((

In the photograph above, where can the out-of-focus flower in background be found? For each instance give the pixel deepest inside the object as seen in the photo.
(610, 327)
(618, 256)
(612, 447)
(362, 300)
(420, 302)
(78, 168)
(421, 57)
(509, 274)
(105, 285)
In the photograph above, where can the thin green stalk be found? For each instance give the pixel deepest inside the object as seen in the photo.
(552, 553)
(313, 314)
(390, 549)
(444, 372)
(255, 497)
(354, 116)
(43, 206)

))
((

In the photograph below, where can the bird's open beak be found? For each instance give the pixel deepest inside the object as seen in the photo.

))

### What is asked
Pick out every line above that contains the string "inside", and copy each one in full. Case counts.

### Result of this task
In the photograph above, where can the out-of-focus flower in background be found? For each instance give the pixel deepest inside the object as seen in the photo.
In the photograph above, where can the thin green stalk be found? For each instance give the pixel deepest inside the object as seen in the photo.
In the photograph below, where can the bird's open beak be found? For each instance give the pixel deepest inside the object as seen in the photo.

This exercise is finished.